Exercise input:
*****
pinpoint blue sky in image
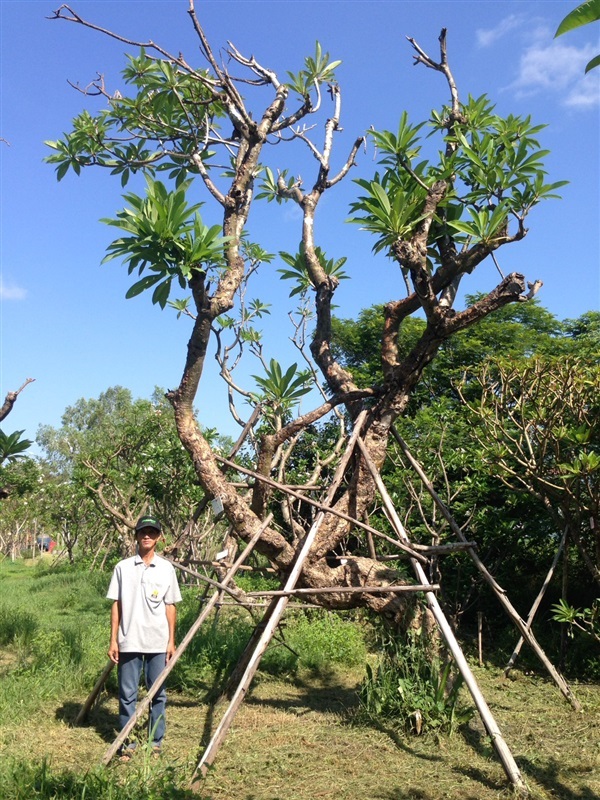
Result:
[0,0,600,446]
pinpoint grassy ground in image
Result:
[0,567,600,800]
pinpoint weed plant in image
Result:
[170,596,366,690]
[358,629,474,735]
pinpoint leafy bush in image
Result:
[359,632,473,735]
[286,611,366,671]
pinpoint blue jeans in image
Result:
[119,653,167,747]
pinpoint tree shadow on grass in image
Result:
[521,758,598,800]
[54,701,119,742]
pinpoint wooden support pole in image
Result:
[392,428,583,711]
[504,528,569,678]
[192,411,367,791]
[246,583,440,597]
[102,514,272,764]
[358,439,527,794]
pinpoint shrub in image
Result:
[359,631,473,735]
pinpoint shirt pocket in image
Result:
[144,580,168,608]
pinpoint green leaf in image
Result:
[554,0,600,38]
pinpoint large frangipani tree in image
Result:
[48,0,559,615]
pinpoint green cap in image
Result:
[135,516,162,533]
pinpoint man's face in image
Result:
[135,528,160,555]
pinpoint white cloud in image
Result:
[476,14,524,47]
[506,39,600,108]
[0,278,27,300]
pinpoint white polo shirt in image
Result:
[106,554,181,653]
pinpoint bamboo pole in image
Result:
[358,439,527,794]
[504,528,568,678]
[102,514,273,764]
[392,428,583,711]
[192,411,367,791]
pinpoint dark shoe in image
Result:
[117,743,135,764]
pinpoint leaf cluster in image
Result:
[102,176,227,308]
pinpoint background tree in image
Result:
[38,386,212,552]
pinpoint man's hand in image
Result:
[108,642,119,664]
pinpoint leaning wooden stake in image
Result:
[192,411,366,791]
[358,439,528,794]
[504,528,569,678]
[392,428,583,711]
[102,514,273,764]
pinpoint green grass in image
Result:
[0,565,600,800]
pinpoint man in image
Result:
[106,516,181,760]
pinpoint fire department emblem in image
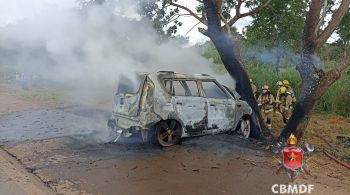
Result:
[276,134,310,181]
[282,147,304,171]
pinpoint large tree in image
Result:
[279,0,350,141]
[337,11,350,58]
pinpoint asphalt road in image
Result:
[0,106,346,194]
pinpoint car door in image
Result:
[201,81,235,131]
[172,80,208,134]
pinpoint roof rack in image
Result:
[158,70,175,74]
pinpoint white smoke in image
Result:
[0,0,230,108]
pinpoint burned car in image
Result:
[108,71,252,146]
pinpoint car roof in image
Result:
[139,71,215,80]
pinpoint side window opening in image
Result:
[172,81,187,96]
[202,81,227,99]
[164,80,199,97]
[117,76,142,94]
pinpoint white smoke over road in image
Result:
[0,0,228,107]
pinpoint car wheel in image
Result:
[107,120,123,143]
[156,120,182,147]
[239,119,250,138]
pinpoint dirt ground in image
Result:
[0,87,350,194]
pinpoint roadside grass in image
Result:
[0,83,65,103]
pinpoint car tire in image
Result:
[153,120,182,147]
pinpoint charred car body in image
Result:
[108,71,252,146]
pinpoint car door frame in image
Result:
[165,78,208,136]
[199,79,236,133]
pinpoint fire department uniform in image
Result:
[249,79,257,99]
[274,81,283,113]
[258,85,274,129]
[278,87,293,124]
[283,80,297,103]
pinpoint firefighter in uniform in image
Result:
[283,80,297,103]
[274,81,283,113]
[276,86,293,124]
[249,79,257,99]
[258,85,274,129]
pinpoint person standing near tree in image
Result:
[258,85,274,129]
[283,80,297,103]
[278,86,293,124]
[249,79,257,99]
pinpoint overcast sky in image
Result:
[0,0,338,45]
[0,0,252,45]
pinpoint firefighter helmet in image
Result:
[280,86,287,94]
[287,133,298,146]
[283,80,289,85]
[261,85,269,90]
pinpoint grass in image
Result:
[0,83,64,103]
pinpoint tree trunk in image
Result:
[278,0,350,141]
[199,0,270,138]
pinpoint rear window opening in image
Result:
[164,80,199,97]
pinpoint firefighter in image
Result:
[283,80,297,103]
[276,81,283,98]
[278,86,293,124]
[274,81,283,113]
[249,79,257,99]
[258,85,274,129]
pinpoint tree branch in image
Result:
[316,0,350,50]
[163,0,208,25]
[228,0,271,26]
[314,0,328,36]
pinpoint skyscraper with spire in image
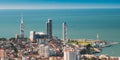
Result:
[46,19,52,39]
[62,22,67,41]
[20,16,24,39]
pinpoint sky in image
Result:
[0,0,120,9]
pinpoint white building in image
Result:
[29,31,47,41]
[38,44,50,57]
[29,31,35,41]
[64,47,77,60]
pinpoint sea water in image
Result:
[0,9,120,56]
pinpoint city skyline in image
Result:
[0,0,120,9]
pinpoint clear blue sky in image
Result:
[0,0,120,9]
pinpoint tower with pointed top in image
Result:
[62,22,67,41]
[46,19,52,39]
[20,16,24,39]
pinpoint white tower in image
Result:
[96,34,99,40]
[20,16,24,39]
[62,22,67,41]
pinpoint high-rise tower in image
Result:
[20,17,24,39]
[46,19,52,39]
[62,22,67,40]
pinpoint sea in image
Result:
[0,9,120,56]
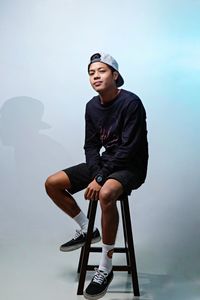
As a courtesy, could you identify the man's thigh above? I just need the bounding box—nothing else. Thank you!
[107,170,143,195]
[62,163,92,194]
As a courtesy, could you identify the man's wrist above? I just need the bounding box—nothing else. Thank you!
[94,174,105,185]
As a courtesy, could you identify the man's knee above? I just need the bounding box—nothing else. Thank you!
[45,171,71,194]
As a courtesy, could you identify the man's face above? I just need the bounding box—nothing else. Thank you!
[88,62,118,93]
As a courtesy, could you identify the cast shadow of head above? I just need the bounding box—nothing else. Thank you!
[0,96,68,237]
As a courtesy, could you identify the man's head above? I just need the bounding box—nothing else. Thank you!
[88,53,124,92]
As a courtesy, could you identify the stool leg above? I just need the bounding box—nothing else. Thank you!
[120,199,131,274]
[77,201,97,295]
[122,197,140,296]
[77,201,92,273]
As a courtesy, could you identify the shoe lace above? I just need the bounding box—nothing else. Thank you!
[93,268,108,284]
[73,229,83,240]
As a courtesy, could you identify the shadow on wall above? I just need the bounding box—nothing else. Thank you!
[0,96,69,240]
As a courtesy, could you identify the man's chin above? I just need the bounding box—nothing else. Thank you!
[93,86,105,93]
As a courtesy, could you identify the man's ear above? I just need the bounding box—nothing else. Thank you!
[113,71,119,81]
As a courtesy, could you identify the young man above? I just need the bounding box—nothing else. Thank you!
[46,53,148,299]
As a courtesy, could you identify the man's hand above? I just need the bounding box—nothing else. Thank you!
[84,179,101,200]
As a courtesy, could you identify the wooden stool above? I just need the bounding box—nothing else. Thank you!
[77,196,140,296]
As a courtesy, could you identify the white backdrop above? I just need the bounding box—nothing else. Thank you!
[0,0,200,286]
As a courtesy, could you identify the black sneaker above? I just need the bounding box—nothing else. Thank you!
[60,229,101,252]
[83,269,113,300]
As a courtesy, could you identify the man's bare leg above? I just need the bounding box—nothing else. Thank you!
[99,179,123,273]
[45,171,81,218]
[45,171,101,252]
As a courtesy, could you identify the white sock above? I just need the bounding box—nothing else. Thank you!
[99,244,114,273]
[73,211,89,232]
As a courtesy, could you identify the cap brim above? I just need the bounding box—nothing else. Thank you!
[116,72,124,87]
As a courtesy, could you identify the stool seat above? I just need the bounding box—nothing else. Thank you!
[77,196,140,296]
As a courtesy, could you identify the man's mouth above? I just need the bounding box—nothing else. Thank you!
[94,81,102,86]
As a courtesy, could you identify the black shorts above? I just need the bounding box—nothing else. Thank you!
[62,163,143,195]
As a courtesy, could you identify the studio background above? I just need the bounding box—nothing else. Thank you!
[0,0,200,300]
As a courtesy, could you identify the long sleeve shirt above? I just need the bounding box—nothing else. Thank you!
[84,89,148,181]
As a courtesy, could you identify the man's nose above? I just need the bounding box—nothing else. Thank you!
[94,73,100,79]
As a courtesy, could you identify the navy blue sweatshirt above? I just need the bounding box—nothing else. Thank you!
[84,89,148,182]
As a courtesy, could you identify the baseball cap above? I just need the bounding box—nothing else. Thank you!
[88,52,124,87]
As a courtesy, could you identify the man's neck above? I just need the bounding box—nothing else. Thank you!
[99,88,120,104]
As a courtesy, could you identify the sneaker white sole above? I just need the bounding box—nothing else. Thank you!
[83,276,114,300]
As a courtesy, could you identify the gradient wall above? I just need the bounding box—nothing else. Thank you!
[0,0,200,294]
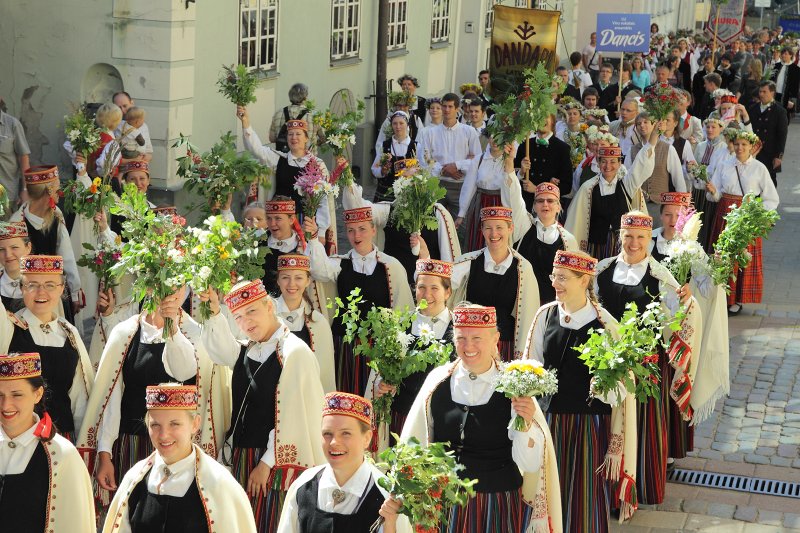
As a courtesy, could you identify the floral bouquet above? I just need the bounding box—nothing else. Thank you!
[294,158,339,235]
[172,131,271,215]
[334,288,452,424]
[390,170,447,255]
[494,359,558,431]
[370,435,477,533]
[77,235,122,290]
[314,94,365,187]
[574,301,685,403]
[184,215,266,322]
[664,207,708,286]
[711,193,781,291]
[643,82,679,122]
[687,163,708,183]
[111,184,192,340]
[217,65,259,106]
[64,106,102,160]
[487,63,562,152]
*****
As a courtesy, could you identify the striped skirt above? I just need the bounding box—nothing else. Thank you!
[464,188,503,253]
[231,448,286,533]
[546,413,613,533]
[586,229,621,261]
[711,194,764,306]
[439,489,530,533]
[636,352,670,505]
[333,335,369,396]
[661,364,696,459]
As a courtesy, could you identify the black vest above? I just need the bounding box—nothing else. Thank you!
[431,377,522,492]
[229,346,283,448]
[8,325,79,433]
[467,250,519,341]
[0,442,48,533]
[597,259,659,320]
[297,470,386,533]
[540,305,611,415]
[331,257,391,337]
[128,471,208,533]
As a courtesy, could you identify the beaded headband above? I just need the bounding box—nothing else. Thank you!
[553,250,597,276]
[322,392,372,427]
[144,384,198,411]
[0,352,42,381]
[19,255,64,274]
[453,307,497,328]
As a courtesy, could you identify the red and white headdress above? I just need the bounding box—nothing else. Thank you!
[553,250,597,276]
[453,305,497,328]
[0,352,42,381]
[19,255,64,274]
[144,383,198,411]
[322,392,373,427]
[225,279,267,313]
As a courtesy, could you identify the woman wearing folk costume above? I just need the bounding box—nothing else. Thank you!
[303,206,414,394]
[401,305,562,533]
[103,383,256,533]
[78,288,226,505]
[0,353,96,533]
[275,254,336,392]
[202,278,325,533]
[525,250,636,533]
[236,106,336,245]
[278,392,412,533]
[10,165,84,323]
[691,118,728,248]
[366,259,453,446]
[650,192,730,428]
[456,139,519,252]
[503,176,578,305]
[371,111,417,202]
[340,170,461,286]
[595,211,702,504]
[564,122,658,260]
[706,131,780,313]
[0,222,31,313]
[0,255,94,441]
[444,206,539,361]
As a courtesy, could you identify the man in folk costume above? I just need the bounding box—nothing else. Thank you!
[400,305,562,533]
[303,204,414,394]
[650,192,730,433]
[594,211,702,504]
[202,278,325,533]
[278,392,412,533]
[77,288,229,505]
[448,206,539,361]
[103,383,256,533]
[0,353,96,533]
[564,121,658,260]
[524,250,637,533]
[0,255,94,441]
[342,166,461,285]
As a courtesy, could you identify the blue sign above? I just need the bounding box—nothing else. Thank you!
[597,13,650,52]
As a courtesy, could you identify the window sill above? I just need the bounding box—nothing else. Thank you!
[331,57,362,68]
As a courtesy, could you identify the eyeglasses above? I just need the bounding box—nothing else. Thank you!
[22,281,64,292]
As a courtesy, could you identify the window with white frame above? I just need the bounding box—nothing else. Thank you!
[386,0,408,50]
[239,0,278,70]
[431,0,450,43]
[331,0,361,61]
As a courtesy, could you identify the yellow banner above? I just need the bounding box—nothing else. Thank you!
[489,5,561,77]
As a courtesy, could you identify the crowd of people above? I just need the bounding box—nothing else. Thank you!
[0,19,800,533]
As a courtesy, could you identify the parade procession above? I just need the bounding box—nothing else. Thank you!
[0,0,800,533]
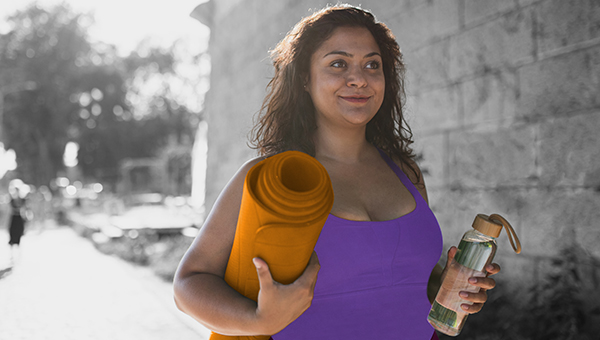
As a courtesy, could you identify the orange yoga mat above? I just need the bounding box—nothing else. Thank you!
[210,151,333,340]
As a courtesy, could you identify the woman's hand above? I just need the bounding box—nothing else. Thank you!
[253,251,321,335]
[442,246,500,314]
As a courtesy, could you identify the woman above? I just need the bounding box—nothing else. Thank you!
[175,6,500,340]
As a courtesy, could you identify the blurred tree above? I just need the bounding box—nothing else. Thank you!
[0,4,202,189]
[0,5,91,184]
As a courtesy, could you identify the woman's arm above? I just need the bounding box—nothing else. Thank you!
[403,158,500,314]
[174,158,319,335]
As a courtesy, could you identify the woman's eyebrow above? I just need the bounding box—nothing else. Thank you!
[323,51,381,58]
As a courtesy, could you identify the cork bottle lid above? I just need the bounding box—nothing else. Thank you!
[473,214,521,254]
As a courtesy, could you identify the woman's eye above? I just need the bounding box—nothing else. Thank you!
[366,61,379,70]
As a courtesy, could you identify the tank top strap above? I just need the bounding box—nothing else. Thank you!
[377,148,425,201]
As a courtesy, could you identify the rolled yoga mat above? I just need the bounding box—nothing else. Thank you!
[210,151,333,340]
*****
Stated problem:
Reproduce the part of the items that opens with the line containing "pinpoint grassy ground in image" and closes with the line containing "[117,76,142,94]", including both of those lines, and leave the pictures out of your answer.

Expected answer:
pinpoint grassy ground in image
Result:
[0,567,600,800]
pinpoint weed plant in image
Result:
[170,596,366,690]
[358,629,474,735]
pinpoint leafy bush in image
Result:
[359,632,473,735]
[286,611,366,671]
pinpoint blue jeans in image
Result:
[119,653,167,747]
pinpoint tree shadow on grass in image
Result:
[521,758,598,800]
[54,701,119,742]
pinpoint wooden support pole in image
Result:
[392,428,583,711]
[504,528,569,678]
[192,411,367,791]
[246,583,440,597]
[102,514,272,764]
[358,439,527,794]
pinpoint shrub in image
Result:
[359,631,473,735]
pinpoint shirt pocket in image
Result:
[144,580,168,608]
pinpoint green leaf in image
Result:
[554,0,600,38]
pinpoint large frangipani tree in image
Result:
[48,0,559,615]
pinpoint green cap in image
Result:
[135,516,162,533]
pinpoint man's face in image
Result:
[135,528,160,555]
pinpoint white cloud in image
Result:
[476,14,524,47]
[506,39,600,108]
[0,278,27,300]
pinpoint white polo shirt in image
Result:
[106,554,181,653]
pinpoint bamboo pole in image
Result:
[358,439,527,794]
[504,528,568,678]
[102,514,273,764]
[392,428,583,711]
[192,411,367,791]
pinpoint dark shoe in image
Result:
[117,743,135,764]
pinpoint leaf cluster in image
Result:
[102,176,227,308]
pinpoint background tree in image
Result:
[38,386,212,552]
pinpoint man's hand in image
Result:
[108,642,119,664]
pinpoint leaning wooden stake in image
Result:
[192,411,366,791]
[358,439,528,794]
[504,528,569,678]
[392,428,583,711]
[102,514,273,764]
pinpoint green grass in image
Result:
[0,565,600,800]
pinpoint man in image
Result:
[106,516,181,760]
pinpoint fire department emblem in image
Result:
[276,134,310,181]
[282,147,304,171]
pinpoint large tree in image
Result:
[279,0,350,141]
[337,11,350,58]
pinpoint asphalt road in image
Result:
[0,106,346,194]
pinpoint car door in image
Result:
[201,81,235,131]
[172,80,208,134]
pinpoint roof rack in image
Result:
[158,70,175,74]
pinpoint white smoke in image
Result:
[0,0,230,108]
pinpoint burned car in image
Result:
[108,71,252,146]
pinpoint car roof in image
Result:
[139,71,215,80]
pinpoint side window opening in image
Result:
[172,81,187,96]
[202,81,227,99]
[164,80,199,97]
[117,76,142,94]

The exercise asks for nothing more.